### Challenge
Turn every line of the items below into one numbered list, leaving out blank lines.

### Excerpted records
▬▬▬
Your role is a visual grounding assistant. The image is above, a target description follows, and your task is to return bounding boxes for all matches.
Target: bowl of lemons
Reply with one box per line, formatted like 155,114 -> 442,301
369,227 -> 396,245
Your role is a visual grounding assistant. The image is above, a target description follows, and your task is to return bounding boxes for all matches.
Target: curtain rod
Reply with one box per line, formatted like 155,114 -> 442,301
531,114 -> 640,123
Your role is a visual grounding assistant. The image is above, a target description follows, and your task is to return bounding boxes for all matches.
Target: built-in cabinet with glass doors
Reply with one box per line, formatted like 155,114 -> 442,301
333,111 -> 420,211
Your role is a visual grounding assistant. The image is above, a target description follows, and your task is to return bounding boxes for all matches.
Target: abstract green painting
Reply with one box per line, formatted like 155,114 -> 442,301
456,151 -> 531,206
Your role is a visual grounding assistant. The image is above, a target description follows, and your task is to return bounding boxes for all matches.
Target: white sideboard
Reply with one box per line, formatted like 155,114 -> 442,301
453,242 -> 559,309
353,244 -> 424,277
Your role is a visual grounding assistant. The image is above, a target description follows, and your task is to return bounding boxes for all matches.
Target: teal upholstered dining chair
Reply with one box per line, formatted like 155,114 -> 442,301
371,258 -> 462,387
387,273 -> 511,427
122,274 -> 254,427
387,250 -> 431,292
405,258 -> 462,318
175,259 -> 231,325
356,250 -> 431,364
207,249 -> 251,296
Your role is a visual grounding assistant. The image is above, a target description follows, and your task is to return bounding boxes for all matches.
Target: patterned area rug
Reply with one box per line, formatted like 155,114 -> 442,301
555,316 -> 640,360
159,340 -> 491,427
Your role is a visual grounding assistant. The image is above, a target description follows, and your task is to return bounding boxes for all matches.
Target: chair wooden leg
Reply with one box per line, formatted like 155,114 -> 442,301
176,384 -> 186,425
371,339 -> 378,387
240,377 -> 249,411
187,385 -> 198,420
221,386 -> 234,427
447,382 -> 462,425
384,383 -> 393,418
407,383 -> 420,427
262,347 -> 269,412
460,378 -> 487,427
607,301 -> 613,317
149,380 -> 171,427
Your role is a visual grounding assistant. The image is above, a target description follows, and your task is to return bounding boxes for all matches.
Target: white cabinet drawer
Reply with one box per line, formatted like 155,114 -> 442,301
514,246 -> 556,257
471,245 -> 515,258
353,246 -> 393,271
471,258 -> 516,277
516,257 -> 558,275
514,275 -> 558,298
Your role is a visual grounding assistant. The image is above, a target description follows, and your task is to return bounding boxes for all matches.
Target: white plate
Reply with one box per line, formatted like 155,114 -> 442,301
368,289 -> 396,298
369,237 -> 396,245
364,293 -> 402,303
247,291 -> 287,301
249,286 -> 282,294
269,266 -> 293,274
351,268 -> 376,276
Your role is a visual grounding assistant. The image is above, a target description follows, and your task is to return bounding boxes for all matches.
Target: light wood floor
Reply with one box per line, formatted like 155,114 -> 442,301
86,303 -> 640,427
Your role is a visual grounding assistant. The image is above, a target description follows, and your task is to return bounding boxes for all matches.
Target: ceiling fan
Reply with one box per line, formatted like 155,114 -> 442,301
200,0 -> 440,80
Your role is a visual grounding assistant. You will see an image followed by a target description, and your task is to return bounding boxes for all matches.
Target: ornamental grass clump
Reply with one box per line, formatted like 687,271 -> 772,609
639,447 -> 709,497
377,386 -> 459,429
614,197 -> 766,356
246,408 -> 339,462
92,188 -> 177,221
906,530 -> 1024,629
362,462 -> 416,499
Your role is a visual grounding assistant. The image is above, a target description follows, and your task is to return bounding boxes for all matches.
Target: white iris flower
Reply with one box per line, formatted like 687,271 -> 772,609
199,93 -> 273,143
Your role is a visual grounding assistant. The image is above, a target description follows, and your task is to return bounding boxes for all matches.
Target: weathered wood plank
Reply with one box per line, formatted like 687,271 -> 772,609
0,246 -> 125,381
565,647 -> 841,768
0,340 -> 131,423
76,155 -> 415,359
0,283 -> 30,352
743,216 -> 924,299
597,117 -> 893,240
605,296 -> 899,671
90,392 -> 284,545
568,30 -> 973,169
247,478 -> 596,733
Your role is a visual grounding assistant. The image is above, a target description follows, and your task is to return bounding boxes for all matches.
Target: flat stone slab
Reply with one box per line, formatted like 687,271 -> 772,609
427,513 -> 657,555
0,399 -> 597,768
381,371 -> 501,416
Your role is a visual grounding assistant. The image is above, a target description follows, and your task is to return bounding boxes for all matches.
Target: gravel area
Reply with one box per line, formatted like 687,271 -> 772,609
▬▬▬
### Result of this exercise
1. Your role is a visual grounding assistant. The image is above, a target description follows, and your task is to return bounding boxes for all matches.
2. Target: bowl of lemons
3. Reply with one box per line, formatted like 155,114 -> 442,301
4. 369,227 -> 396,245
5. Your role is a visual grounding assistant. The image is above, a target description follows, and your task is to return bounding boxes for all matches.
6. Target: curtain rod
7. Reply with one box per line, formatted like 155,114 -> 442,301
8. 531,114 -> 640,123
9. Your role is a visual grounding assistant. The image is above, a target description follows, and your task is to return bounding boxes for all matches.
10. Target: built-in cabinet with glass doors
11. Reply with one box per line, formatted like 155,114 -> 442,301
12. 333,111 -> 420,211
13. Your role is a visual grounding assistant. The image is above, a target description follows, and your task is to return bounding boxes for all matches.
14. Target: abstract green painting
15. Reply with one box per line, formatted like 155,114 -> 442,301
16. 456,151 -> 531,206
17. Your role is a visual grounding assistant. The image is above, a target description follows, and your task is to return bounding boxes for all matches.
18. Target: white sideboard
19. Reply with one box per line, formatted like 155,114 -> 442,301
20. 453,242 -> 559,309
21. 353,244 -> 424,277
22. Your role is a visual grounding assistant. The image is above, a target description follows, and your task is to return bounding boxes for all matches.
23. Target: teal upholstered dining chair
24. Reply with one box per line, formatted like 155,114 -> 442,301
25. 371,258 -> 462,387
26. 387,273 -> 511,427
27. 122,274 -> 254,427
28. 387,250 -> 431,292
29. 405,258 -> 462,318
30. 175,259 -> 231,325
31. 356,250 -> 431,364
32. 207,249 -> 251,296
33. Your role is a visual grounding assistant. The image is above, a target description follows, and your task is to return bounding boxes for all matches.
34. Target: patterned area rug
35. Reply with one box per line, formatted like 155,114 -> 442,301
36. 555,316 -> 640,360
37. 159,340 -> 491,427
38. Your role is a visual grounding assistant. The image is above, a target description follows, and your task is to return bounding boxes for all matches.
39. Target: chair wooden leg
40. Reply with one box per line, formatted like 155,114 -> 442,301
41. 176,384 -> 186,425
42. 371,339 -> 378,387
43. 240,377 -> 249,411
44. 187,385 -> 198,420
45. 221,386 -> 234,427
46. 447,382 -> 462,425
47. 384,383 -> 393,418
48. 407,383 -> 420,427
49. 262,347 -> 269,412
50. 460,378 -> 487,427
51. 607,301 -> 613,317
52. 149,380 -> 171,427
53. Your role is a visual grounding assistant. The image is above, a target description follows, and your task is to return bounding boxes for all matches.
54. Target: white cabinet drawer
55. Reply with one box per line, formatted like 155,114 -> 442,301
56. 514,246 -> 556,257
57. 471,245 -> 515,258
58. 353,246 -> 393,271
59. 471,258 -> 516,277
60. 516,257 -> 558,275
61. 514,275 -> 558,298
62. Your role is a visual grounding assistant. The image is above, a target description follows, and your task is to return bounding boxes for all matches.
63. Target: white plate
64. Reply with one box per line, formatted like 155,114 -> 442,301
65. 368,289 -> 396,298
66. 369,237 -> 396,245
67. 364,293 -> 402,303
68. 247,291 -> 287,301
69. 249,286 -> 282,294
70. 269,266 -> 293,274
71. 351,268 -> 376,276
72. Your role is a visual grounding assistant. The image is above, a target description follows, and your task is to return bounding boxes for all matches.
73. Target: light wood floor
74. Reply with one box per line, formatted like 155,114 -> 442,301
75. 86,303 -> 640,427
76. Your role is a visual grounding assistant. The image is above, a target description follows, and your task is to return bounding boxes for all matches.
77. Target: ceiling fan
78. Reply with one box per line, formatted like 155,114 -> 442,301
79. 200,0 -> 440,80
80. Your role is a visual grounding assistant. You will see an image followed by a target description, and your task is to return bounding boxes for all matches.
81. Target: ornamental grass clump
82. Reply with one box per line, formatted like 687,271 -> 772,609
83. 639,447 -> 709,497
84. 377,386 -> 459,429
85. 614,197 -> 766,356
86. 246,408 -> 339,462
87. 92,188 -> 177,221
88. 906,530 -> 1024,629
89. 362,462 -> 416,499
90. Your role is a visual grounding assistant. The image is above, a target description follows, and your task is to return bounding boxes for all matches.
91. Target: white iris flower
92. Reply with one box per line, formatted like 687,271 -> 772,609
93. 199,93 -> 273,143
94. Your role is a visual grounding assistant. The image is above, a target description follows, and your task is to return bounding boxes for all matches.
95. Target: weathered wood plank
96. Reply with one box per line, formatted like 687,271 -> 772,609
97. 0,246 -> 125,381
98. 565,647 -> 841,768
99. 0,340 -> 131,423
100. 76,155 -> 415,359
101. 0,283 -> 30,352
102. 743,216 -> 924,299
103. 597,117 -> 893,240
104. 605,296 -> 899,671
105. 90,392 -> 284,545
106. 568,30 -> 973,169
107. 247,478 -> 596,733
108. Your role is a visual grounding assistant. The image is above, a target description follows, and your task is to return bounding boxes for all matches.
109. Target: flat stone slab
110. Reply with one box per line, formatted like 687,271 -> 772,609
111. 427,513 -> 657,555
112. 0,399 -> 597,768
113. 381,371 -> 501,416
114. Your role is a visual grounding assistant. The image is above, a target description follows, and your task is to return bounding boxes for all matches.
115. Target: gravel area
116. Reply with one box per line, formatted like 687,271 -> 772,609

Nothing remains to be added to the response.